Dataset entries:
= = = = = = =

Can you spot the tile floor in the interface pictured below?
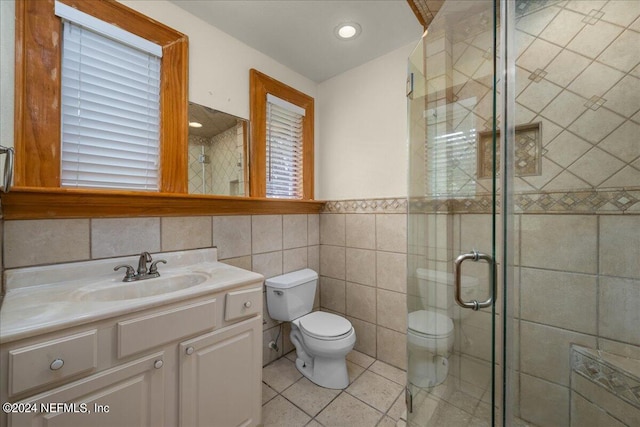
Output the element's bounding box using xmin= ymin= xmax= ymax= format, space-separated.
xmin=262 ymin=350 xmax=407 ymax=427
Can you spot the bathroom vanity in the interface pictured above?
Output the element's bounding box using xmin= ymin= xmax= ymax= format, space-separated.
xmin=0 ymin=248 xmax=263 ymax=427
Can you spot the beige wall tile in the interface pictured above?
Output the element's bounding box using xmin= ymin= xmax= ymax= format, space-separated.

= = = = = = =

The records need to be restated word for word, minus any images.

Can you spot the tile floor in the interface pictured below?
Output the element's bounding box using xmin= ymin= xmax= ymax= format, space-separated.
xmin=262 ymin=350 xmax=407 ymax=427
Can you spot the bathroom vanity in the interface pictured above?
Output the element's bounding box using xmin= ymin= xmax= ymax= format, space-separated.
xmin=0 ymin=248 xmax=263 ymax=427
Can you spot the beige wall tile in the interface pictured above?
Output the element's bounding box using xmin= ymin= xmax= ymax= format, space-separated.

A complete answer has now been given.